>> start Source passage

Car Maintenance Checklist

You depend on your car and your car depends on you. It starts and runs every day thanks to your efforts to maintain it. What does it take? The first thing any mechanic would tell you is to keep the engine oil and other fluids clean and topped up and follow the maintenance schedule. Changing oil and fluids is always cheaper than repairs caused by a lack of or dirty oil/ fluid.

How do you know if your engine oil is low?

Many modern cars consume oil between oil changes and most don’t have a warning light to warn you if the oil level is low. Even in many cars with an oil life monitor, you won’t see a warning if the oil level drops. Driving low on oil can cause engine problems. This means, check the engine oil level with the dipstick regularly.

The oil level should be between the “Low” and “Full” marks. We recommend keeping it close to the “Full” mark. If the level is low, top it up; see how below. Some cars and trucks have a crossed section on the dipstick instead of the marks. It works the same way; your owner’s manual will show the pictures how to read the dipstick in your car.

>> end Source passage

#### Short exercise
Resume the car maintenance checklist right after its last sentence, keeping the same plain, practical tone.

>> start Listed records

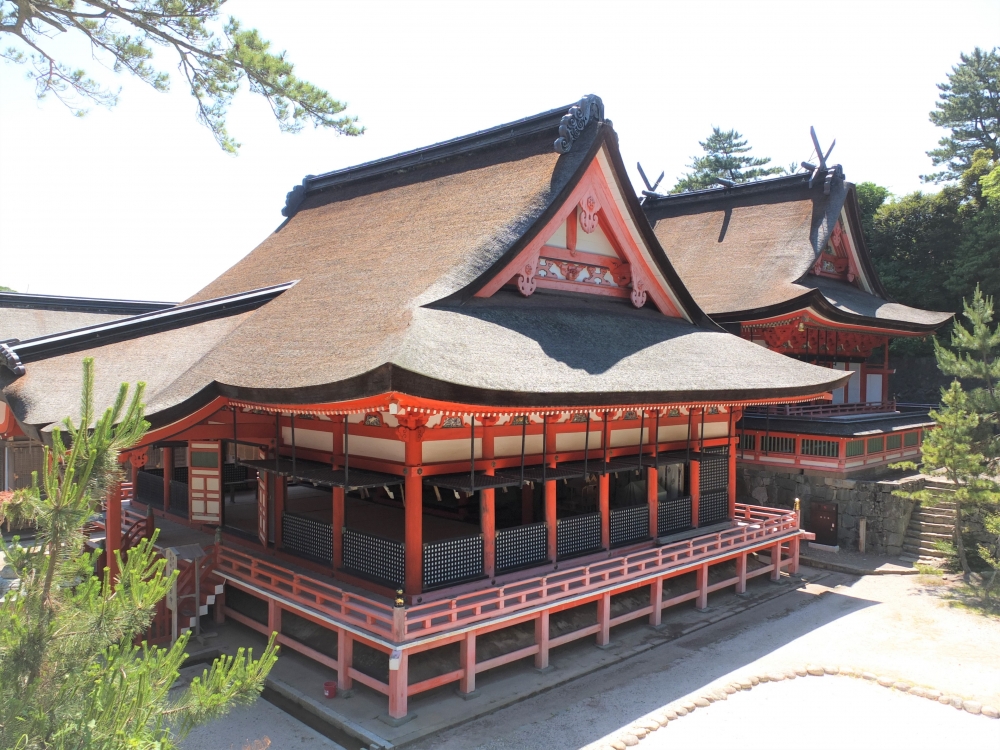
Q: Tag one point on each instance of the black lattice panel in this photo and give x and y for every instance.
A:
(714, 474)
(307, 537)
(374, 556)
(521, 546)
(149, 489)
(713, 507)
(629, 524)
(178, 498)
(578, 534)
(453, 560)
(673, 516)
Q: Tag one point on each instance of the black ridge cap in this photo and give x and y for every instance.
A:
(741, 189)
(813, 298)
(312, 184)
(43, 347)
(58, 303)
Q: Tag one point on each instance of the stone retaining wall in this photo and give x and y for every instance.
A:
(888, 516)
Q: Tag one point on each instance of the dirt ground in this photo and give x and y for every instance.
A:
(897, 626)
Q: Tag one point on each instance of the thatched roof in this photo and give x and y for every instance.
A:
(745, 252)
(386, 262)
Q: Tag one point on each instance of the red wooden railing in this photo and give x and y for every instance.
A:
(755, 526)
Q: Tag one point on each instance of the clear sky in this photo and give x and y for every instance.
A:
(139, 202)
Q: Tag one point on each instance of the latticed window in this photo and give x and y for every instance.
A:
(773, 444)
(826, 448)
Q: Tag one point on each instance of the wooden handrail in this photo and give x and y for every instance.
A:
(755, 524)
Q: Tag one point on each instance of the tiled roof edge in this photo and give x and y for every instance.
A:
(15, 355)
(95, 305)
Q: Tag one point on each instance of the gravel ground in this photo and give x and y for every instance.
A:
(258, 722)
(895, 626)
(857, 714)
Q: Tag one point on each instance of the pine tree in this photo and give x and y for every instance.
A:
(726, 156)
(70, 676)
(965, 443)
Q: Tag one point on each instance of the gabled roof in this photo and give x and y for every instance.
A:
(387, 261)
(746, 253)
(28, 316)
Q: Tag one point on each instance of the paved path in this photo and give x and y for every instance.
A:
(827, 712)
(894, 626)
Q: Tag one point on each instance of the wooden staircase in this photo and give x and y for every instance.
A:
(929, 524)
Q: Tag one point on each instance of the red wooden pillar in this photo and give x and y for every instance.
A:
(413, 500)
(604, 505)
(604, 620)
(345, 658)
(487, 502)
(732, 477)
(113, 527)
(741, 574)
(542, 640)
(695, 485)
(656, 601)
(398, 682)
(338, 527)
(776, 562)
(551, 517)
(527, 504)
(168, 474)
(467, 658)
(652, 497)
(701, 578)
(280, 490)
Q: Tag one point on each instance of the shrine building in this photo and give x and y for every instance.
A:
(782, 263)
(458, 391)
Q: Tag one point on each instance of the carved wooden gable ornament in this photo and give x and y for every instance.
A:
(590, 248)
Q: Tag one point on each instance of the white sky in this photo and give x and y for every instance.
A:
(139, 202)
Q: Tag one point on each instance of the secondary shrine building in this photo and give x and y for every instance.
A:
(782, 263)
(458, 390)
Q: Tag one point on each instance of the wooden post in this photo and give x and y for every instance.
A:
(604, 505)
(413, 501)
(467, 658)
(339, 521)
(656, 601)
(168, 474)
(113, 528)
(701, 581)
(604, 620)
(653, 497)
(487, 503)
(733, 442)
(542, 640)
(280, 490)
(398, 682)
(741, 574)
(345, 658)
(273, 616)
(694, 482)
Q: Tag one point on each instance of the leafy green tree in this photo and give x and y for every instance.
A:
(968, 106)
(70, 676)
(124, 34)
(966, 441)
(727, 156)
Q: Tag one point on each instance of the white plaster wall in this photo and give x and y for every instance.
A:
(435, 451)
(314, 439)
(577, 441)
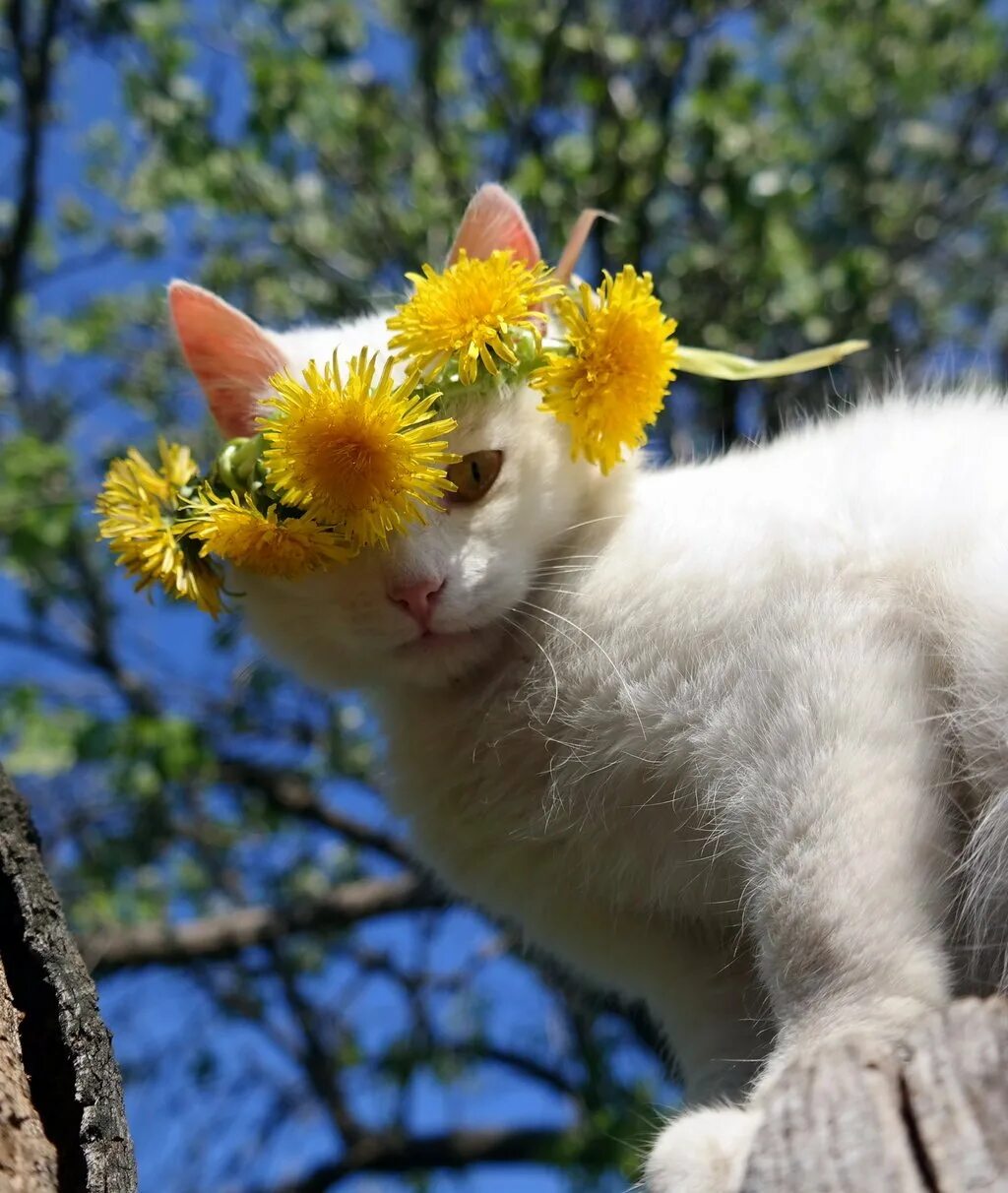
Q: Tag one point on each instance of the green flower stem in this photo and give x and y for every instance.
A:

>> end Listed records

#### Expected answer
Check the oil condition: If it’s way too black, it’s time for an oil change. If it’s dirty and low, have the oil change done or at least top the level up. If it’s more or less clean but low, top it up. If the level is OK and the oil is not too dirty, good job! Keep following the maintenance schedule. Of course, in a diesel or turbocharged gasoline engine, even fairly fresh oil will look dark.

How to check the oil level on a dipstick:

Warm up the engine. Park your vehicle on a level spot. Set the parking brake. Make sure the transmission is in Park. Turn off the engine. Wait for a minute or two to let engine oil flow into the oil pan. Find the engine oil dipstick, usually it has a bright handle saying “Engine Oil”. Careful, the engine is hot. Check for precautions, read the instructions and find the location of the oil dipstick in the Maintenance section of the owner’s manual for your vehicle. Pull the dipstick out and wipe it off with a clean towel. Insert it back until the dipstick is fully seated. Pull it out again and check the oil level.

How to top up engine oil

Open the oil filler cap and add a small amount of oil. Wait for a couple of minutes to let oil flow into the oil pan. Check the oil level again with the dipstick. If it’s still low, add some more, but don’t overfill it. Don’t forget to install the dipstick back and close the oil filler cap when you are done.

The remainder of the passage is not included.